__GOALS__
1/ Answer these questions using the passage on Redwood lumber:
(a) What wholesale price per board foot for Redwood is given?
(b) What minimum amount of wood does the table require?
(c) What price was quoted for a table made from the reclaimed lumber?
2/ Shorten the paragraph of the passage on Redwood lumber that begins "We have avoided building Redwood tables" while keeping its main facts.

Start DOCUMENT EXCERPT

I see wholesale Redwood prices (common grade, dry, S4S, decking) of a little over $1 per board foot (in 5000 fbm units). I don’t know what that might translate to in retail prices or in better grades, but $2 or higher would not surprise me. Maybe others know retail Redwood prices in their area.

Our table requires a minimum of 81 fbm of wood (assuming one can obtain lumber in desired lengths and there is no waste – and assuming no mistake in my calculations).

Your table from forty years ago was probably a better grade of Redwood than is commonly available now. If one could count the number of growth rings per inch on the ends of boards there would perhaps be 20 to 30 rings per inch, indicating that it was cut from large, slow growing trees.

Typical Redwood lumber available now is from high production, fast growing trees produced in even-age stands and cut while the trees are relatively small. The “ring count” might be only five. That “new growth” Redwood does not have near the quality or durability of the wood in your table.

We have avoided building Redwood tables unless the lumber is “reclaimed” – salvaged from a prior use. We once discovered a bunch of “scrap” Redwood that came from dismantled 100-year-old olive barrels (large vats used to cure olives in the Central Valley of California). We bought as much as we could, cleaned off the crud and ran it through our planer (rough on planer knives). It was gorgeous old growth lumber with rings so tight we couldn’t count them – and not a knot in any of it.

Most of that lumber was used for things other than picnic tables, but we still have enough for two tables. Not too long ago someone asked our price for such a table – and declined when we quoted $750.

End DOCUMENT EXCERPT
Start LISTED RECORDS

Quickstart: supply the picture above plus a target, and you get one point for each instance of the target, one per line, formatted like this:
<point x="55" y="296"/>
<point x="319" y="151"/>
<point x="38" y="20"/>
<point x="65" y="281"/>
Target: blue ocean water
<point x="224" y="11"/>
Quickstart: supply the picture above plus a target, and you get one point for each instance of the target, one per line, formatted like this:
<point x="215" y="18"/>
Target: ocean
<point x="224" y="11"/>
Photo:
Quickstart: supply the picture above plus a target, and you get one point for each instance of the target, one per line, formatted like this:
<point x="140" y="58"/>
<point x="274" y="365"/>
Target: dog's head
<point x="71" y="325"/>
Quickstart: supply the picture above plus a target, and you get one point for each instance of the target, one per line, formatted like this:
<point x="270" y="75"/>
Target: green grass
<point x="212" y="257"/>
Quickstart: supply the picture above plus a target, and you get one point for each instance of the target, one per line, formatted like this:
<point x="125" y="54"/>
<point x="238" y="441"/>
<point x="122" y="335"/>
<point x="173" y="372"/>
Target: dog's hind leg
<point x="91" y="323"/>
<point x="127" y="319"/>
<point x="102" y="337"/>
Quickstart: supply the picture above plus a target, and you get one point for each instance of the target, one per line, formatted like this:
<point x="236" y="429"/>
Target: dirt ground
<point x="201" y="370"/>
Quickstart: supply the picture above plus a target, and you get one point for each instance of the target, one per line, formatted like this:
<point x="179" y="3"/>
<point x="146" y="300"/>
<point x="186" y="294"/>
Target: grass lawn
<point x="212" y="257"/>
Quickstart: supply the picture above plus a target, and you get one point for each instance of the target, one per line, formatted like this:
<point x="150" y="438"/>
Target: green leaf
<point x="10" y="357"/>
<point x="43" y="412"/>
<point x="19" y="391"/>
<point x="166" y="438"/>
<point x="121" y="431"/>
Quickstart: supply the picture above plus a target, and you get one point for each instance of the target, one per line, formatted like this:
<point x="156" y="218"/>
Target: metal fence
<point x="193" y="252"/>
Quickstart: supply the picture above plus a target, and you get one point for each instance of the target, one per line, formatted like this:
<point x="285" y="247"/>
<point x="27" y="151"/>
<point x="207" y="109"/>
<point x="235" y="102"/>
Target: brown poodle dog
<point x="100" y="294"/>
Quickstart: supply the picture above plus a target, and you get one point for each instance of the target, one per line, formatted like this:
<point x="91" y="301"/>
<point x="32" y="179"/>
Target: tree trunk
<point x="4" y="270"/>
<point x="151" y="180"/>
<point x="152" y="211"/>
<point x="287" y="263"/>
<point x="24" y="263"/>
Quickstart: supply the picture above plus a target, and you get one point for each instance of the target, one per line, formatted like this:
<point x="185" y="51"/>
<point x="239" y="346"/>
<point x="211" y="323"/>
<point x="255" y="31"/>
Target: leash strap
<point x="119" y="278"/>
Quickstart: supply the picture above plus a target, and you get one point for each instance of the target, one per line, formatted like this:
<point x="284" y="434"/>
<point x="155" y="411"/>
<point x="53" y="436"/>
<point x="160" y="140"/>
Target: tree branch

End LISTED RECORDS

__ANSWERS TO THE TASKS__
1/
(a) A little over $1 per board foot, in 5000 fbm units.
(b) 81 fbm.
(c) $750.

2/ We build Redwood tables only from reclaimed lumber. We once bought as much as we could of a batch of "scrap" Redwood from dismantled 100-year-old olive barrels, which were vats for curing olives in California's Central Valley. We cleaned it and planed it, which was rough on the planer knives. It turned out to be gorgeous old growth lumber with rings too tight to count and no knots.